Excerpted passage:
--------------------------------
# Unusual algebra problem (having trouble understanding the explanation)

#### m3dicat3d

##### New member
Hi all, new to the forum here. I posted this about a week ago on a different web board and had difficulty understanding the reply. I was hoping I might be able to ask someone here if they can help me make sense of this... I'm amazed at how much trouble I'm having with it...

The Problem:

If 18*sqrt(18) = r*sqrt(t), where t and r are positive integers and r > t, which of the following could be the value of r*t? (solution is 108 but I have no clue how this war arrived at)

The Response:

since everything in sight is positive we can square both sides without fear.

thus from:

18√18 = r√t, we have:

(324)(18) = r2t

183 = 5832 = r2t.

clearly t < 18, or else r2t > t3 > 5832. so t is some divisor of 18: 1,2,3,6,or 9.

if t = 1, r = √(5832), which is not an integer.
if t = 2, r = √(2916) = 54 <--this works ( (18)3/2 = (9)(18)2, which has square root 3*18 = 54).
--------------------------------
Record extracts:
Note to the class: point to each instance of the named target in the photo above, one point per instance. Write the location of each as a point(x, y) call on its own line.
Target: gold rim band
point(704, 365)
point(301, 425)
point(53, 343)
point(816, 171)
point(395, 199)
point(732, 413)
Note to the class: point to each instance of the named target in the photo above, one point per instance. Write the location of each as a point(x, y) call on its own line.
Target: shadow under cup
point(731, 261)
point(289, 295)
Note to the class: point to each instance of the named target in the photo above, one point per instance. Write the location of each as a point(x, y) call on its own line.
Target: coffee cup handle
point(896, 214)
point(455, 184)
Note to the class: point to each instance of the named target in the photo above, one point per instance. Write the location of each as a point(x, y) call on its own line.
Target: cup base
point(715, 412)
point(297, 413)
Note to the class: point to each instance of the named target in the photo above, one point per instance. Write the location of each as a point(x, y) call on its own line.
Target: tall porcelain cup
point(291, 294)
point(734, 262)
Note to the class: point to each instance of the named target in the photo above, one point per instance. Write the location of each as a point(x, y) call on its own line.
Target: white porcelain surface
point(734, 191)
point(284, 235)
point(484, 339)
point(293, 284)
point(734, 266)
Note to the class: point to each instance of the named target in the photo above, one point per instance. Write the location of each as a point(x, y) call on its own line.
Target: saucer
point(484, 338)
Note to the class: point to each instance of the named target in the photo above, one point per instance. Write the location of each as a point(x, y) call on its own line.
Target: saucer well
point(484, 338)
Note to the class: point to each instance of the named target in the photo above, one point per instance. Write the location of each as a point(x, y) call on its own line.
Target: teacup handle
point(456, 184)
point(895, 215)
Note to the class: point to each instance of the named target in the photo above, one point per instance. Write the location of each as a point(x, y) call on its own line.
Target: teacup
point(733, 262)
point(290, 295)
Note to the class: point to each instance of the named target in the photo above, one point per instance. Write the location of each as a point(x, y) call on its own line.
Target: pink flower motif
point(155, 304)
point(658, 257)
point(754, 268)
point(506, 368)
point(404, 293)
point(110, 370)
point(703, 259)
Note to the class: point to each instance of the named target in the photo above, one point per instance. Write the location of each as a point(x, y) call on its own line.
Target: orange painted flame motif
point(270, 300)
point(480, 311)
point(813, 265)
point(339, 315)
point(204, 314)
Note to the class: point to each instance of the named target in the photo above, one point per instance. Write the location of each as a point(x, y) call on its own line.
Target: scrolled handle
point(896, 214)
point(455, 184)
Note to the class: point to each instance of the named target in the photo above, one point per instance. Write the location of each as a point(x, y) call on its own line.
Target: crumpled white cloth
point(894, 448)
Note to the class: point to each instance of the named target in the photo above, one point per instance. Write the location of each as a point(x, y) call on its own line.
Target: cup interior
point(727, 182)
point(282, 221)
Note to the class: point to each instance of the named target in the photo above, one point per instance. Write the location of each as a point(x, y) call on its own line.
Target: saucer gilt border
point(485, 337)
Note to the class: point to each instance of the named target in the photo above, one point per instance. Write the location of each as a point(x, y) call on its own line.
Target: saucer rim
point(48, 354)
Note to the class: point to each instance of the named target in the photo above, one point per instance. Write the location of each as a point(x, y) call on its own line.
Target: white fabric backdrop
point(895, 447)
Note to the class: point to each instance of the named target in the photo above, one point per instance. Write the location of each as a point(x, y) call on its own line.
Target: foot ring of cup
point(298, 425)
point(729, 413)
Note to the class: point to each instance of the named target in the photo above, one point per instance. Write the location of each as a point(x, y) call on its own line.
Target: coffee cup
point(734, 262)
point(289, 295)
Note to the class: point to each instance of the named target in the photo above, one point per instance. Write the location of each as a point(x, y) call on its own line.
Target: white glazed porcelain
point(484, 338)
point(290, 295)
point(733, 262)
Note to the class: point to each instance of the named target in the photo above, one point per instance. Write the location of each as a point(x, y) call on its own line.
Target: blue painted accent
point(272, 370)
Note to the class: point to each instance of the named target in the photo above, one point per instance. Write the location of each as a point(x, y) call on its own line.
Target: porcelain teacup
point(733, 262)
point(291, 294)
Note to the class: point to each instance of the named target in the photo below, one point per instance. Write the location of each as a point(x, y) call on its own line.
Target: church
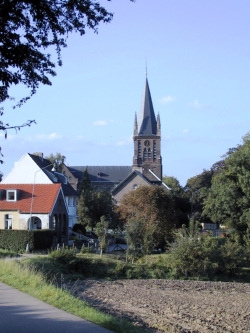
--------------------------------
Task requirements: Carry on the forum post about the 18√18 algebra problem, starting right after its last sentence. None of the lines above are needed.

Answer section:
if t = 3, r = √(1944), not an integer
if t = 6, r = √(972), not an integer
if t = 9, r = √(648), not an integer

(look at the prime factorization of 18 cubed)

so the only case where r and t are integers with r > t is t = 2, r = 54, hence rt = 108.

My follow up to the response:

"since everything in sight is positive we can square both sides without fear.

thus from:

√18 = r√t, we have:

(324)(18) = r2t

183 = 5832 = r2t.

clearly t < 18, or else r2t > t3 > 5832. so t is some divisor of 18: 1,2,3,6,or 9."

I think where I'm getting hung up in the explanation is the "clearly t < 18, or else r2t > t3 > 5832. so t is some divisor of 18: 1,2,3,6,or 9."

I understand that if t > r that the result would be > 5832. The part I'm having trouble with is how to indentify that t is in fact less than 18 specifically.How do we know this? And how does the responder know to use a factor/divisor of 18 and not some other integer?

Is there a link/website or some section of math one would practice in a book/class for a problem of this nature? It's important to me to understand the "why" of it instead of memorizing "how" to do a particular problem type.

Thanks.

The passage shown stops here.